Martin said “ferocious” inflation was hitting Wetherspoon, which has 800 outlets, even as the pub chain reported a return to profitability and a boost in sales.

Asked if he thought companies were profiteering, Bailey said he had no evidence to support this concern but urged business owners to consider price restraint.

Research on company accounts by the UK’s largest private sector union, Unite, this month found that large corporations had fuelled inflation with price increases that went beyond rising costs of raw materials and wages. Highlighting a trend labelled “greedflation”, analysis of the top 350 companies listed on the London Stock Exchange showed that average profit margins had risen from 5.7% in the first half of 2019 to 10.7% in the first half of 2022.

Economists are increasingly concerned that multinationals have passed on higher prices to increase profits, pushing inflation to a level not warranted by increases in raw materials or wage rises.

Nestlé and Procter & Gamble are among the big global businesses to increase profits over the last year.

* [EXERCISE DETAILS]:
From the article on inflation and corporate profits, extract the passage starting at "Research on company" and ending at "or wage rises.". Work only from the text above and nothing else.

* [DATA SUPPLIED]:
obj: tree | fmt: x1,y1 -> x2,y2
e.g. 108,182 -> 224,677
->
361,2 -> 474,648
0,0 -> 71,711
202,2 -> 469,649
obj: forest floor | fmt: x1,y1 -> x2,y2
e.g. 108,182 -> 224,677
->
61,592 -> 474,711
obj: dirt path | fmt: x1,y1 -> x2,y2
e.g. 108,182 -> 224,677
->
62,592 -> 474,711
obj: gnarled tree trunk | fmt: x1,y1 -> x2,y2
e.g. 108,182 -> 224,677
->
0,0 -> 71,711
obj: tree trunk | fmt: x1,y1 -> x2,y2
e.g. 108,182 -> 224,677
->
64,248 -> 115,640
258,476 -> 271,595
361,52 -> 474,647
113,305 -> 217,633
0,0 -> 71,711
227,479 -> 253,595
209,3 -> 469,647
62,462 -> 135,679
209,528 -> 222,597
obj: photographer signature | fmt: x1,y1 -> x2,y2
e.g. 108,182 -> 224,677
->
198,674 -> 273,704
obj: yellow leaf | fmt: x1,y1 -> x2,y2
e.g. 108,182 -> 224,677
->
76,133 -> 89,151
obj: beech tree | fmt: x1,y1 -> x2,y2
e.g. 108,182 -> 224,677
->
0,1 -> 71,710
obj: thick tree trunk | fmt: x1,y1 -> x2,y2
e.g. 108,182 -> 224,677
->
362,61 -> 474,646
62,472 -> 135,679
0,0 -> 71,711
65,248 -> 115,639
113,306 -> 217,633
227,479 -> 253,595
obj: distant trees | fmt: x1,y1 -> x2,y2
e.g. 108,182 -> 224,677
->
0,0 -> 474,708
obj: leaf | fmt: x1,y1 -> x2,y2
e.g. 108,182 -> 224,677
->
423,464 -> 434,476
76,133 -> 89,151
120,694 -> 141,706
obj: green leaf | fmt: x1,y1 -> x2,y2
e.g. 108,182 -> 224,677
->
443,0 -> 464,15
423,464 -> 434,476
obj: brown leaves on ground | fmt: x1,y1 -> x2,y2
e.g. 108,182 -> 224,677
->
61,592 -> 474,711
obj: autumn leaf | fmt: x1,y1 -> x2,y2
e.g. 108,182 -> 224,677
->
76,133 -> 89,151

* [EXERCISE ANSWER]:
Research on company accounts by the UK’s largest private sector union, Unite, this month found that large corporations had fuelled inflation with price increases that went beyond rising costs of raw materials and wages. Highlighting a trend labelled “greedflation”, analysis of the top 350 companies listed on the London Stock Exchange showed that average profit margins had risen from 5.7% in the first half of 2019 to 10.7% in the first half of 2022.

Economists are increasingly concerned that multinationals have passed on higher prices to increase profits, pushing inflation to a level not warranted by increases in raw materials or wage rises.